* [Excerpt to read]:
·····

Her parents don’t know, and she doesn’t know, when the moment will come. What is clear is she is not ready for it yet.
She has given up wheelchair racing and taken up indoor sky diving – the vertical wind tunnel allows her battered body a sense of precious freedom – with the aim of doing an unassisted dive from a plane.
She wants to fly in a stunt plane, and bungee jump from a bridge. She loathes not being able to drive her car, but her friends, family and Zenn give her much to live for.
“I’m the richest girl in the world,” she says.
“I’m a real rich girl, a really lucky person, even with this miserable, ugly disease which I hate.”
Is she afraid of dying?
“No, if you asked me 10 years ago, do you want to do a bungee jump – are you crazy? I’m not afraid any more. I risk everything, and I love it, to do all these things, because I’m not afraid to die any more,” she says.
“To me, death is peaceful, something that gives me a good feeling.”
‘I was thinking about how I was going to kill myself’
Vervoort’s fridge is well stocked. Not with food on the day we’re there, but with sparkling wine. She opens a bottle before dinner. It’s part of her pain relief.
We go to eat with her at a restaurant in Diest, where she is the guest of honour. She recommends the sizzling beef and the shrimp tagliatelle, both delicious. It’s a great night.

·····

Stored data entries
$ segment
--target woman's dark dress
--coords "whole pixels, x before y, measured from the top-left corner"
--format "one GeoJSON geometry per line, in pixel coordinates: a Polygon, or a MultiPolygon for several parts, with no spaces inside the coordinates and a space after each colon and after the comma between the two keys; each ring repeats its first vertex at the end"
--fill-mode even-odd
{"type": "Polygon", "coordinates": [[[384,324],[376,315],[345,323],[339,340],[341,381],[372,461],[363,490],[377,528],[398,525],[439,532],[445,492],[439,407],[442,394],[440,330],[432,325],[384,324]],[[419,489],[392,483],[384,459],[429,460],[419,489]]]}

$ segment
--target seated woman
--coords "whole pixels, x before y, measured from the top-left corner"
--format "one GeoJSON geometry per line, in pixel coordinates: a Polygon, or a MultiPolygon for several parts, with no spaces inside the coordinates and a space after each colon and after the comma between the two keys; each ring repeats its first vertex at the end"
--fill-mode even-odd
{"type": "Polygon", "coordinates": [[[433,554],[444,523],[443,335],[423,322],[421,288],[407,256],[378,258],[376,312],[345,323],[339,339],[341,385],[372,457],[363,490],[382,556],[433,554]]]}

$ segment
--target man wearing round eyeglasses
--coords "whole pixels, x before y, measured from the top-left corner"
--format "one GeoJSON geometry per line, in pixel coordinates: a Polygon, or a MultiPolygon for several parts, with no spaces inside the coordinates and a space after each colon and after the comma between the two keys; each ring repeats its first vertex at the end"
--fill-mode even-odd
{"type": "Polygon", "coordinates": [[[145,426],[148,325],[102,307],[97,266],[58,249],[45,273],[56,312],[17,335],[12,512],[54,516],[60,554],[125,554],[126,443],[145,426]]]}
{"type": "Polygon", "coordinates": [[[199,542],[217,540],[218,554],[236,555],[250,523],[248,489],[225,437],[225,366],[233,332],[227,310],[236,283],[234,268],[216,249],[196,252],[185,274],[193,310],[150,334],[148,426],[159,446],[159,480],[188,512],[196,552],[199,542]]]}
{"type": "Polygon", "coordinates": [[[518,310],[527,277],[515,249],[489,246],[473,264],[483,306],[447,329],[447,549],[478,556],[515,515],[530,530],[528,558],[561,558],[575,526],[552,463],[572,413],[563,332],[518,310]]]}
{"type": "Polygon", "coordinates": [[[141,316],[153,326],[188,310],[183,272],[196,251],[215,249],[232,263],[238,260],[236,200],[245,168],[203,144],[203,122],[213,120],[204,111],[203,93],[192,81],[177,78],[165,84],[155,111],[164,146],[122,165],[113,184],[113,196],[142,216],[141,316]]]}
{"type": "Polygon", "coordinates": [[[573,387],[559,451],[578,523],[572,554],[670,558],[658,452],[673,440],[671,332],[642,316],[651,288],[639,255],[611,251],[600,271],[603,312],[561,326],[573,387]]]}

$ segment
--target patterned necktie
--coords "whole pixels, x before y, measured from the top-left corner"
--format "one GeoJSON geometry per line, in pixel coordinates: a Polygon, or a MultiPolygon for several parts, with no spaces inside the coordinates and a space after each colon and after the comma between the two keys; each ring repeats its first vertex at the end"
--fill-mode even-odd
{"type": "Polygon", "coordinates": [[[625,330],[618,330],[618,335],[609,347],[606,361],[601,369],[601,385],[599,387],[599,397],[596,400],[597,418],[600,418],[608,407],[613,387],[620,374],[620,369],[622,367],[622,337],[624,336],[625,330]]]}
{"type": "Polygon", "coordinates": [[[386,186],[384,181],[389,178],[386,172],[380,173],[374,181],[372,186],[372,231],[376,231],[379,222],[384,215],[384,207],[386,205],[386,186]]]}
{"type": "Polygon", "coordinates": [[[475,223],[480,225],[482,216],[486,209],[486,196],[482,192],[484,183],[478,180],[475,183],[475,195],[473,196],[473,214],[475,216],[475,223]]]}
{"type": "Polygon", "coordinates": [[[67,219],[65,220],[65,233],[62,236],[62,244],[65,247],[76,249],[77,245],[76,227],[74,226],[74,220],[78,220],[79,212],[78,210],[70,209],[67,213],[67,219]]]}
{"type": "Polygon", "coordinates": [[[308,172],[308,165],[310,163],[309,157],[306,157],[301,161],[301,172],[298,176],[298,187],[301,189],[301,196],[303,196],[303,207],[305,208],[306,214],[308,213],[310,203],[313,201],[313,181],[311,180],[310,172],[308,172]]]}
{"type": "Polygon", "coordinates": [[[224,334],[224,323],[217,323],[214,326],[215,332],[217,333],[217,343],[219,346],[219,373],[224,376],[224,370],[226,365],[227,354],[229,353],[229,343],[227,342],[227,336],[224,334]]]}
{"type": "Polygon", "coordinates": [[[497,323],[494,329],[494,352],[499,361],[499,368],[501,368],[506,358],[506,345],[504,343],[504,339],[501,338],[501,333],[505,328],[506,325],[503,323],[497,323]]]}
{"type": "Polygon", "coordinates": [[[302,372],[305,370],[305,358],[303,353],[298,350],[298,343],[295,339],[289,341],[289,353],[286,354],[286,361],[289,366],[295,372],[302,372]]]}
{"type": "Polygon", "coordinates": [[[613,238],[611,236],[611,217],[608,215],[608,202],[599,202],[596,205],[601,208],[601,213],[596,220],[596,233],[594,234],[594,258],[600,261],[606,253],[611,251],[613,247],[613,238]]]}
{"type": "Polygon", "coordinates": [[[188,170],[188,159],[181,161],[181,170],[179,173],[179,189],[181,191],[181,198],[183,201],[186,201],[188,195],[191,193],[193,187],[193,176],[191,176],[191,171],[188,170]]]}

·····

* [What you have to do]: Please name the sport Vervoort took up after giving up wheelchair racing, according to the excerpt about her.

* [Task answer]: Indoor sky diving.